━━━ EXERCISE TEXT ━━━

Are Basrah and Fallujah just sentinels of a wider crisis? In an initial effort to find out, the World Health Organization has helped Iraq’s health ministry sample birth-defect incidence across eight regions of the country. The survey is reportedly finished, but the findings are still under review in Baghdad. (Our calls to the health ministry weren’t returned.) Whatever the survey turns up, Savabiesfahani is deeply worried about the trends already documented in Basrah and Fallujah. “We can’t wish this away,” she says. “We need immediate efforts to identify and clean up the sources of hazardous waste. We can’t let this fester the way Agent Orange did in Vietnam.”
The brain drain. Unfortunately, the wars that spawned Iraq’s myriad health challenges have also robbed it of the capacity to address them. The country has lost more than half of its physicians since 2000 (20,000 out of 34,000), and though 1,500 to 1,800 Iraqis are now completing medical degrees each year, a fourth of them are leaving the country. Dr. Nabil Al-Khalisia, an Iraqi physician who fled to the United States in 2010, has since surveyed others in Iraq and around the world, and his findings aren’t encouraging. As he told the Lancet in an interview published last week, more than half of the doctors he surveyed in June 2011 said they had been threatened. Of those still working in Iraq, 18% had survived assassination attempts and nearly half said they still planned to leave the country.

━━━ DATA RECORDS ━━━

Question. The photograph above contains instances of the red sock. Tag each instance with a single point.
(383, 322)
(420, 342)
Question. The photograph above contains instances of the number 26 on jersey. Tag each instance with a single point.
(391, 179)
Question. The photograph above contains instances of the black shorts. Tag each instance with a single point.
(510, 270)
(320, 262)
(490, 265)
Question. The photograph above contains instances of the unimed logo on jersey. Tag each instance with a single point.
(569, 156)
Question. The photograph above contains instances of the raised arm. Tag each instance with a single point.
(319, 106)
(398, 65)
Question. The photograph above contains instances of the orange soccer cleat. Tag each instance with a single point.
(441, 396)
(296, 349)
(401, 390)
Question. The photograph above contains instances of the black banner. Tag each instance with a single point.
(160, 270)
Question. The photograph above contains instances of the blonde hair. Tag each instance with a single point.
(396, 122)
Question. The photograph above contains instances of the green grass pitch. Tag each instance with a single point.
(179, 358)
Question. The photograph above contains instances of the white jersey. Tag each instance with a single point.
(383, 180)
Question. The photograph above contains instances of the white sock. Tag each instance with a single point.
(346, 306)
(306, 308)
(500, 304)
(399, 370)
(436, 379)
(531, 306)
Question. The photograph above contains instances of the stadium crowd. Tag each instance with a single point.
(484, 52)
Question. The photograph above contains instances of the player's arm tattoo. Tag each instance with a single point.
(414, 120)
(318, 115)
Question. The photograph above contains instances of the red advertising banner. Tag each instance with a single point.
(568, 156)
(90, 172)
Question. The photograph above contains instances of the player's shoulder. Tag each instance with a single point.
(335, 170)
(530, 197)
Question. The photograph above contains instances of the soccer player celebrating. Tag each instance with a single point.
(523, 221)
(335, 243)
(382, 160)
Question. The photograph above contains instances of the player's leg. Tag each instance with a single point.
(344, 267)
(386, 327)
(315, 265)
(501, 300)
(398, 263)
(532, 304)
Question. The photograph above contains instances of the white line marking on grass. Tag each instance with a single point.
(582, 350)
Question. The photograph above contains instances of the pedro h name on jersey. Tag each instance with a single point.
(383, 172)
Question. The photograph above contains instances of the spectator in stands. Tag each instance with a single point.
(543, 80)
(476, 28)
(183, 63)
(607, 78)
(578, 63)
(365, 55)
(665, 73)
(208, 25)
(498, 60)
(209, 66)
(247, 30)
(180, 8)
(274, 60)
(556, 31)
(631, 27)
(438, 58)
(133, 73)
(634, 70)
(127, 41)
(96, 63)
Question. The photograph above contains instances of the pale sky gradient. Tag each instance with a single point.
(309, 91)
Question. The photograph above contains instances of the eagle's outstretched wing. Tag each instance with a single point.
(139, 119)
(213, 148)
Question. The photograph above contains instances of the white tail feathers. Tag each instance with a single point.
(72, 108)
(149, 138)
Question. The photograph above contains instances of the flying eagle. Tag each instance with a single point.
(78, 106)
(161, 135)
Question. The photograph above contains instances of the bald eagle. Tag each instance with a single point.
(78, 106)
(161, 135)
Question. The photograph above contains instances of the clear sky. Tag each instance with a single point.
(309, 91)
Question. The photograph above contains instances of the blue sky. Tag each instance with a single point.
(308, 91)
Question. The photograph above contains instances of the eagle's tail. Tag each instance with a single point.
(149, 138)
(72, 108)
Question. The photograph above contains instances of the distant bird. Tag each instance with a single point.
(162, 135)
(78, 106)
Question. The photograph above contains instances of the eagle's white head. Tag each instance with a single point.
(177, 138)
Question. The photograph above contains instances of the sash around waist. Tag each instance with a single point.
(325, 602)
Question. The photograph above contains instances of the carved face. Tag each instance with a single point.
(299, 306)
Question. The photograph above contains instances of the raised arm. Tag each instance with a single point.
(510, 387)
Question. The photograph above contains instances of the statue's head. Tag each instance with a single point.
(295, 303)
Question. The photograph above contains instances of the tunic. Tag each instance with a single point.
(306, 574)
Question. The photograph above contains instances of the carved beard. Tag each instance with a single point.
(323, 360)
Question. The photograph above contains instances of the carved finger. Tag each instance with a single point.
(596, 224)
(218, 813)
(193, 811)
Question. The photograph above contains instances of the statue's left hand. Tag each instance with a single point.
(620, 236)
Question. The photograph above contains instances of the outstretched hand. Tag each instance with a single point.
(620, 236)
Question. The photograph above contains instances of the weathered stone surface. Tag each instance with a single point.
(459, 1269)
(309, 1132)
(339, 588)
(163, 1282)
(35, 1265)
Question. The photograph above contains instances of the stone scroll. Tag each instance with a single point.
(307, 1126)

━━━

### WORK REQUEST
Reproduce the full passage on Iraq's birth-defect concerns and loss of physicians, word for word, from the first sentence to the last.

### WRITTEN SOLUTION
Are Basrah and Fallujah just sentinels of a wider crisis? In an initial effort to find out, the World Health Organization has helped Iraq’s health ministry sample birth-defect incidence across eight regions of the country. The survey is reportedly finished, but the findings are still under review in Baghdad. (Our calls to the health ministry weren’t returned.) Whatever the survey turns up, Savabiesfahani is deeply worried about the trends already documented in Basrah and Fallujah. “We can’t wish this away,” she says. “We need immediate efforts to identify and clean up the sources of hazardous waste. We can’t let this fester the way Agent Orange did in Vietnam.”
The brain drain. Unfortunately, the wars that spawned Iraq’s myriad health challenges have also robbed it of the capacity to address them. The country has lost more than half of its physicians since 2000 (20,000 out of 34,000), and though 1,500 to 1,800 Iraqis are now completing medical degrees each year, a fourth of them are leaving the country. Dr. Nabil Al-Khalisia, an Iraqi physician who fled to the United States in 2010, has since surveyed others in Iraq and around the world, and his findings aren’t encouraging. As he told the Lancet in an interview published last week, more than half of the doctors he surveyed in June 2011 said they had been threatened. Of those still working in Iraq, 18% had survived assassination attempts and nearly half said they still planned to leave the country.